:: SUPPLIED RECORDS ::

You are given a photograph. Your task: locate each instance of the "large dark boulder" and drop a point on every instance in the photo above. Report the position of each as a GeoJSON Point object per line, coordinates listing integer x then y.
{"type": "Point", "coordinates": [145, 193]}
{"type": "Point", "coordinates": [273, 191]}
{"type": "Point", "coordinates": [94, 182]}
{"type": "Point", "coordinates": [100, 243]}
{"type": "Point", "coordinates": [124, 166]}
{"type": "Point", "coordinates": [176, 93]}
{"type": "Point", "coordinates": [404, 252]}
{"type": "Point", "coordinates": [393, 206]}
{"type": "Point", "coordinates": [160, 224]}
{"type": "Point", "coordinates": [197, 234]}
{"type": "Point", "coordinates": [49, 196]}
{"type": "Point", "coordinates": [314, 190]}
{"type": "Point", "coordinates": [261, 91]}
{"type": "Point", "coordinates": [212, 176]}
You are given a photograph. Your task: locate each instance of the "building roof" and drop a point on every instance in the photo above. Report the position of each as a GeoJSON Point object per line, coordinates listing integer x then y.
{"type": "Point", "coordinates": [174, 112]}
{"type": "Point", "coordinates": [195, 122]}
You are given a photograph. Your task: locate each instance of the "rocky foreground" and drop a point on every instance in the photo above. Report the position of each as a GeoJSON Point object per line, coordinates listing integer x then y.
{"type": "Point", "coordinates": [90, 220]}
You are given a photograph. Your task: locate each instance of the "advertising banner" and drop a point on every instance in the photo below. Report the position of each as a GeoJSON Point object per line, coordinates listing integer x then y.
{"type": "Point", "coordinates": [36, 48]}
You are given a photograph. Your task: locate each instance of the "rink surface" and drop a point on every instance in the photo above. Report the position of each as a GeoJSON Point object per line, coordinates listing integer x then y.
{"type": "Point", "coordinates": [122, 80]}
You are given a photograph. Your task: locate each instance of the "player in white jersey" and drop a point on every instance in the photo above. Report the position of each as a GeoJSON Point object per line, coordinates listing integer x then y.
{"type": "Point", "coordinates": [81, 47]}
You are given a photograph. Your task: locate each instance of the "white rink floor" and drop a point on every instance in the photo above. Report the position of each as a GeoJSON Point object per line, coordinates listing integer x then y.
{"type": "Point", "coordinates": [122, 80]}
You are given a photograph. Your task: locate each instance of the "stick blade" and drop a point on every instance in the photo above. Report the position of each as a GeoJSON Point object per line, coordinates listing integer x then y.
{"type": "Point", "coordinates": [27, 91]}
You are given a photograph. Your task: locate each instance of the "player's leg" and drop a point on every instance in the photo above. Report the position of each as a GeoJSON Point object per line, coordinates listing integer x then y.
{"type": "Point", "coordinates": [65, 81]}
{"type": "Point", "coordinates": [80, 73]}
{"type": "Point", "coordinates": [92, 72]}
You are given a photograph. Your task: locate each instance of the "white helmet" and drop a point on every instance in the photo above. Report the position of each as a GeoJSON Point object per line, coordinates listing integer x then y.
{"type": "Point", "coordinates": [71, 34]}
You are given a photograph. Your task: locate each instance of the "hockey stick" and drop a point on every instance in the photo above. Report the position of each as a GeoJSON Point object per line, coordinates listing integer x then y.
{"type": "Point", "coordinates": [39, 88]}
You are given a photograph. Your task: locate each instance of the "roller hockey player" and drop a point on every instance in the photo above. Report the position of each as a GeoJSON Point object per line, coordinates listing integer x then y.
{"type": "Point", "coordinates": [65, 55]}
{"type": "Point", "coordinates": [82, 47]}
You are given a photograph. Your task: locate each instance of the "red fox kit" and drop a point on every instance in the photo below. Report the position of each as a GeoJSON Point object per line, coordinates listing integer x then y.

:::

_PROBLEM DESCRIPTION_. As the exercise requires, copy out the data shown above word for word.

_RESPONSE BELOW_.
You are given a photograph. Your task: locate each instance of the "large dark boulder" and drop a point on every instance in the photo above. Report the position of each as a GeoJSON Point object per line, coordinates listing integer x then y.
{"type": "Point", "coordinates": [145, 193]}
{"type": "Point", "coordinates": [273, 191]}
{"type": "Point", "coordinates": [94, 182]}
{"type": "Point", "coordinates": [100, 243]}
{"type": "Point", "coordinates": [124, 166]}
{"type": "Point", "coordinates": [176, 93]}
{"type": "Point", "coordinates": [404, 252]}
{"type": "Point", "coordinates": [393, 206]}
{"type": "Point", "coordinates": [160, 224]}
{"type": "Point", "coordinates": [197, 234]}
{"type": "Point", "coordinates": [49, 196]}
{"type": "Point", "coordinates": [314, 190]}
{"type": "Point", "coordinates": [261, 91]}
{"type": "Point", "coordinates": [212, 176]}
You are given a photograph. Your task: locate each instance of the "building roof" and drop a point on every instance in the photo above. Report the position of each as a GeoJSON Point object per line, coordinates listing integer x then y.
{"type": "Point", "coordinates": [174, 112]}
{"type": "Point", "coordinates": [195, 122]}
You are given a photograph. Your task: locate each instance of the "rocky foreground" and drop a point on every instance in the photo above. Report the position of each as a GeoJSON Point object per line, coordinates listing integer x then y.
{"type": "Point", "coordinates": [90, 220]}
You are given a photograph. Your task: locate each instance of the "advertising banner" and drop a point on every instance in the photo below. Report the position of each as a GeoJSON Point object per line, coordinates listing integer x then y.
{"type": "Point", "coordinates": [36, 48]}
You are given a photograph. Your task: locate each instance of the "rink surface" and drop a point on every instance in the photo above. Report the position of each as a GeoJSON Point object per line, coordinates listing integer x then y.
{"type": "Point", "coordinates": [122, 80]}
You are given a photograph. Your task: locate each instance of the "player in white jersey" and drop a point on every instance in the photo above. Report the position of each as a GeoJSON Point object per line, coordinates listing integer x then y.
{"type": "Point", "coordinates": [81, 47]}
You are given a photograph. Your task: locate each instance of the "white rink floor" and drop a point on every instance in the photo above. Report the position of each as a GeoJSON Point object per line, coordinates listing integer x then y.
{"type": "Point", "coordinates": [122, 80]}
You are given a photograph. Your task: locate each instance of the "stick blade" and drop a point on every instance in the photo above. Report the position of each as a GeoJSON Point object per line, coordinates listing integer x then y.
{"type": "Point", "coordinates": [27, 91]}
You are given a photograph. Your task: locate each instance of the "player's leg" and drop a point on every instance in the photo above. Report the position of each as a GeoJSON Point object per line, coordinates listing integer x then y.
{"type": "Point", "coordinates": [65, 81]}
{"type": "Point", "coordinates": [80, 73]}
{"type": "Point", "coordinates": [92, 72]}
You are given a photograph. Your task: locate each instance of the "white helmet" and drop a point on every instance in the photo above. Report the position of each as a GeoJSON Point object per line, coordinates listing integer x then y.
{"type": "Point", "coordinates": [71, 34]}
You are given a photograph. Your task: locate each instance of the "hockey stick" and drop a point on every instance in the photo above. Report the position of each as a GeoJSON Point object per line, coordinates listing integer x then y.
{"type": "Point", "coordinates": [39, 88]}
You are given a photograph. Your task: locate each instance of the "roller hockey player" and drop a point on every instance in the photo above. Report the position of each as a GeoJSON Point object per line, coordinates listing integer x then y.
{"type": "Point", "coordinates": [65, 55]}
{"type": "Point", "coordinates": [82, 47]}
You are given a photograph. Your task: locate each instance of the "red fox kit" and drop a point on every instance in the photo below. Report the position of each as a GeoJSON Point object per line, coordinates listing integer x then y.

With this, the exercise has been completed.